= Morton Pennypacker =

American historian and author

Frank Knox Morton Pennypacker (1872–1956) was a collector of Long Island, New York historical material and author of several books on Long Island history, including George Washington's Spies, the story of the Culper Ring.

Born in Pennsylvania, Pennypacker moved to New York City a little after the turn of the 20th century before moving to Southampton, New York on Long Island.

A writer and publicist by trade, he made a private hobby of collecting historical materials related to Long Island which eventually amounted to what is today called the Long Island Collection (formerly known as the Morton Pennypacker Long Island Collection), which contains some 20,000 odd books, papers, manuscripts, pictures, and other documents pertaining to the history of Long Island.

### TASKS TO PERFORM
1/ According to the Morton Pennypacker biography, which book by Pennypacker tells the story of the Culper Ring?
2/ Copy the Morton Pennypacker biography from the words "A writer and" through "of Long Island.", and switch "hobby" to "pastime".
3/ Pick up the Morton Pennypacker biography after its last sentence and keep writing.

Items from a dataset
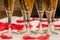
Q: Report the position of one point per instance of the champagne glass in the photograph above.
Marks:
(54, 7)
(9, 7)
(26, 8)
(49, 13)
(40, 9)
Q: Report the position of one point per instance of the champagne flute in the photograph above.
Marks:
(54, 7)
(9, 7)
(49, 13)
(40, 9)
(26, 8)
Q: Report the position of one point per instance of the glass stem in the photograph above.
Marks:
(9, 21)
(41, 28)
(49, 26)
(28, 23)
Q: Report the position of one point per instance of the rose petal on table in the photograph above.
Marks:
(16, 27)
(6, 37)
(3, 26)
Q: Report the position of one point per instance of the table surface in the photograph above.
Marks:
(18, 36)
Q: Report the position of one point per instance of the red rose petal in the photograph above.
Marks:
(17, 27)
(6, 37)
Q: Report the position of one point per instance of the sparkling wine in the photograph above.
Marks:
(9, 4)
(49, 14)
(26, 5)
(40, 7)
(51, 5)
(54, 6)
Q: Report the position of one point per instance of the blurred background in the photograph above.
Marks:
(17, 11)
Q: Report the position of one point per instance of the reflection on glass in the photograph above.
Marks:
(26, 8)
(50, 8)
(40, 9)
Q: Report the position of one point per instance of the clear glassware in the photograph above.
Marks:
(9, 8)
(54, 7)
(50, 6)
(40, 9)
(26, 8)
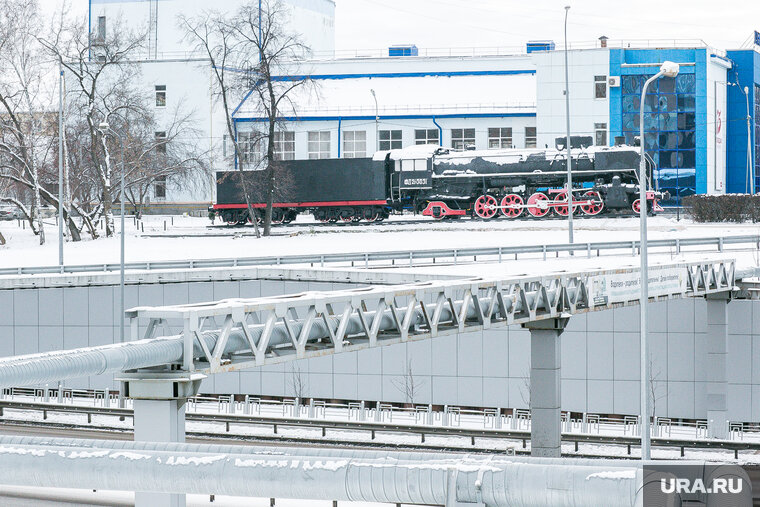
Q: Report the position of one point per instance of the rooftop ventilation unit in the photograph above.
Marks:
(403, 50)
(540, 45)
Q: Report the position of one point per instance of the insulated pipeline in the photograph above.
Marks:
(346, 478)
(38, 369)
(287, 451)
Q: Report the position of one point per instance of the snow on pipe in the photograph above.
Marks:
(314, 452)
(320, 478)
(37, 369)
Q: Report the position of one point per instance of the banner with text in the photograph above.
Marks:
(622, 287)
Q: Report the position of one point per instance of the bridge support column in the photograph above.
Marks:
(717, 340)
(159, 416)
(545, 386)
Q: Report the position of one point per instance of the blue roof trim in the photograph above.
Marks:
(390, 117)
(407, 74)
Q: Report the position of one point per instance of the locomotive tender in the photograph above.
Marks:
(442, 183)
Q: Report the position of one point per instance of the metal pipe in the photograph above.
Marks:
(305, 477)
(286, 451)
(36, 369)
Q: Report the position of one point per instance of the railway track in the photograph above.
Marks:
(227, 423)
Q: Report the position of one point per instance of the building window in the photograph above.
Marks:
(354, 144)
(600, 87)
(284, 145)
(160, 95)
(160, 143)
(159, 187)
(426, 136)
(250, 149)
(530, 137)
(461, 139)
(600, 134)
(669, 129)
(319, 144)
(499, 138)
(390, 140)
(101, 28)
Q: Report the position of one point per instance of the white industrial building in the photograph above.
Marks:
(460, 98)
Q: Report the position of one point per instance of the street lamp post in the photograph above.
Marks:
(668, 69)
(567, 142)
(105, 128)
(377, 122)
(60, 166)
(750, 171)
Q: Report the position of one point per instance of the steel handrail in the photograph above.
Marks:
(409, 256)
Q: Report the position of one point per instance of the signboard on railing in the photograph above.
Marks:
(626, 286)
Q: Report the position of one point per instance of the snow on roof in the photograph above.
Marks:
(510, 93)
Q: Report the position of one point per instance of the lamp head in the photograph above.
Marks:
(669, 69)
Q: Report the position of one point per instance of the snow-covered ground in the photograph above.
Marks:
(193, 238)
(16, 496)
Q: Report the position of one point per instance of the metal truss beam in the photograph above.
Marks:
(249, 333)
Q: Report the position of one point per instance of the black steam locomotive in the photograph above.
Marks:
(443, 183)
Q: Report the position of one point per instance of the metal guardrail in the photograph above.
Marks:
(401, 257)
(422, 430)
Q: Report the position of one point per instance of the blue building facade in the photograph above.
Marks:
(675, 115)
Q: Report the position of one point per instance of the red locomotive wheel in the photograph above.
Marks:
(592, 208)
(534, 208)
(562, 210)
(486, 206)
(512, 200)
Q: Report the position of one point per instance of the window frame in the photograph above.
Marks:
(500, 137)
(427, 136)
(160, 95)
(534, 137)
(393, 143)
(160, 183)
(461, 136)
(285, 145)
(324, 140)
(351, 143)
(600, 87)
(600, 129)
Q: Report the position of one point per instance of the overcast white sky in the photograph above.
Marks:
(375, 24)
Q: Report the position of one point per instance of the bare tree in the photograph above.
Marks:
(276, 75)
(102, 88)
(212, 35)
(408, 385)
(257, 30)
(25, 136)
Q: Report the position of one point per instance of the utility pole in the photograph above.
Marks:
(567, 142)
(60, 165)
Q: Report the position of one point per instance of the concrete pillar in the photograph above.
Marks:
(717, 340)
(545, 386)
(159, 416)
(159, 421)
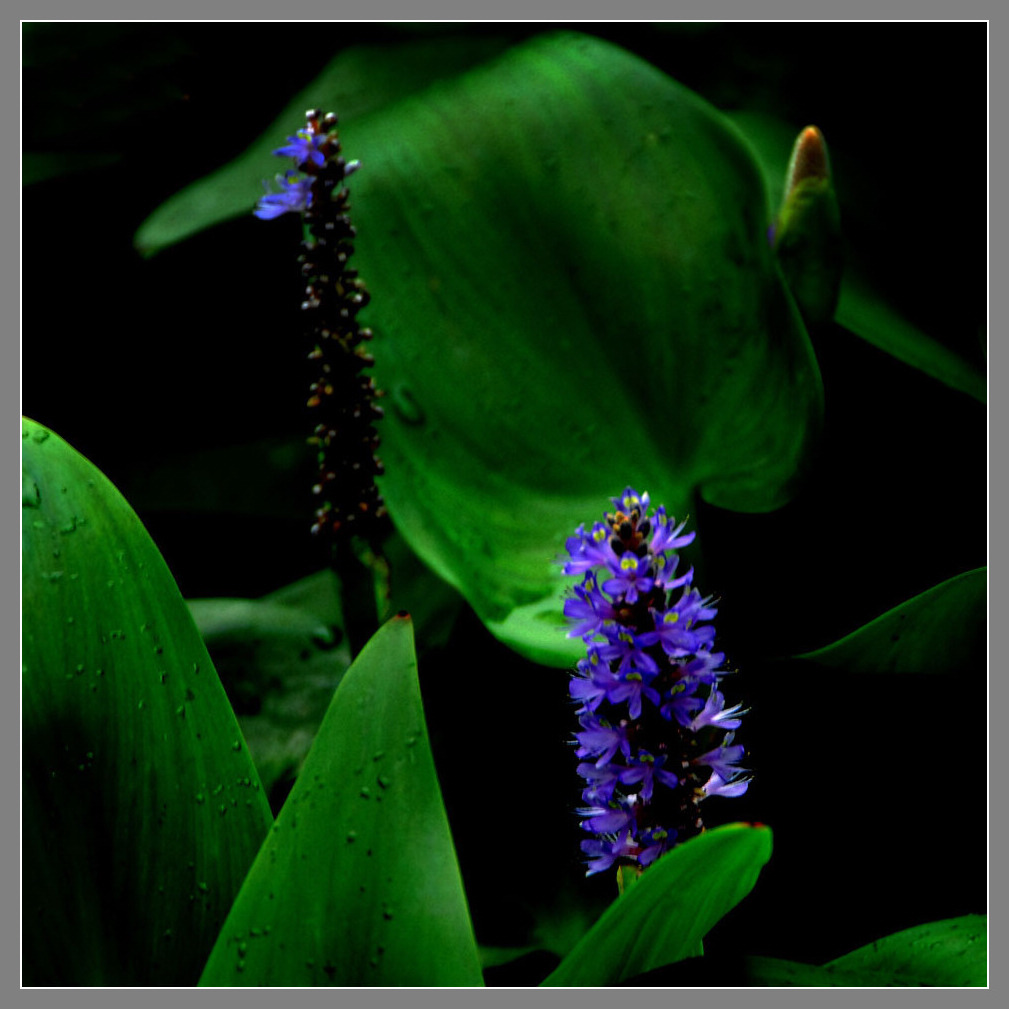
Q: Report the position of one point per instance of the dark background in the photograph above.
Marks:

...

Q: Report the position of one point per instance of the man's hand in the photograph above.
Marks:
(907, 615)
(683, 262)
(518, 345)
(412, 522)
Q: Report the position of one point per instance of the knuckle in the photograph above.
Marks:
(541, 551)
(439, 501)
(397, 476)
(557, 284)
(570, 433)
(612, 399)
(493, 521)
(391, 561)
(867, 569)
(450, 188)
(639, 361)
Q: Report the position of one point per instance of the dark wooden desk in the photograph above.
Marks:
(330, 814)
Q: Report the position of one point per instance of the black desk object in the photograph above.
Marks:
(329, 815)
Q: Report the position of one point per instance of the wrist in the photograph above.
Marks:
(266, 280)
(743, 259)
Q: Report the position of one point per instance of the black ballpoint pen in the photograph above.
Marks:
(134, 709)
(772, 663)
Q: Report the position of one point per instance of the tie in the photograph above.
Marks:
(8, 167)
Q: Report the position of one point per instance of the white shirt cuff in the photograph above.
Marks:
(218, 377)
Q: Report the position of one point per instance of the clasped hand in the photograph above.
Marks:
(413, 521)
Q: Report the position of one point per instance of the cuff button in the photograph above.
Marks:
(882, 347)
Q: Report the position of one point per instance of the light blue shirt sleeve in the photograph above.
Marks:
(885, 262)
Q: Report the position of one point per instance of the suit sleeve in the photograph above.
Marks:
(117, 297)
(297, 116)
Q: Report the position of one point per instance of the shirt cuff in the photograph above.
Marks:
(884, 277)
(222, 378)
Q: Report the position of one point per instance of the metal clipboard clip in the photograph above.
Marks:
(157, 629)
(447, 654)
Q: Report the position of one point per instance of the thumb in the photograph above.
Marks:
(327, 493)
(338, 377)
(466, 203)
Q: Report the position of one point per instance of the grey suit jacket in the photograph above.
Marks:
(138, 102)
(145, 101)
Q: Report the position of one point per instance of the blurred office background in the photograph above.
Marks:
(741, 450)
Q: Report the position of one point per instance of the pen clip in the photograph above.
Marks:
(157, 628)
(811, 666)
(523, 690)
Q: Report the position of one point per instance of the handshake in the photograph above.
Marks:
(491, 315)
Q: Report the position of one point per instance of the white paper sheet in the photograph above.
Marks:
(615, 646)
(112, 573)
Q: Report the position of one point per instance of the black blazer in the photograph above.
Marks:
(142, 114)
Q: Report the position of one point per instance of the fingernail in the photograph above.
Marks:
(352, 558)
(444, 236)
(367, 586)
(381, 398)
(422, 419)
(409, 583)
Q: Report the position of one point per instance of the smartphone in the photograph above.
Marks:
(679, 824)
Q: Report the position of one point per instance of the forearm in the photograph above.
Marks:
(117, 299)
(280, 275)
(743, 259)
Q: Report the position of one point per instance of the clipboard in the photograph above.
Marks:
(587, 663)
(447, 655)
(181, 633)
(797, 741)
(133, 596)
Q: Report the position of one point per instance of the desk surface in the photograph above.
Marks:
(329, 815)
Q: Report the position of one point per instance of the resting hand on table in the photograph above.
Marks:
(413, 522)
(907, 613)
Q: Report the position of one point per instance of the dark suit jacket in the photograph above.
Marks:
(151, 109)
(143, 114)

### TASK RESULTS
1/ George Washington's Spies

2/
A writer and publicist by trade, he made a private pastime of collecting historical materials related to Long Island which eventually amounted to what is today called the Long Island Collection (formerly known as the Morton Pennypacker Long Island Collection), which contains some 20,000 odd books, papers, manuscripts, pictures, and other documents pertaining to the history of Long Island.

3/
He discovered that "Samuel Culper, Junior," the head spy of the Culper Ring, was Robert Townsend, a member of the renowned New York Townsend family. Pennypacker did so by identifying an exact match in penmanship between the Culper letters attributed to Culper Junior and letters written by Robert Townsend. Pennypacker's findings were confirmed by forensic handwriting expert, Albert S. Osborn.

He married Ettie Hedges (1879-1970), a librarian from East Hampton, in 1936. They had no children.

Pennypacker's Collection is housed in the East Hampton Library. Pennypacker died at the age of 84 in Southampton Hospital.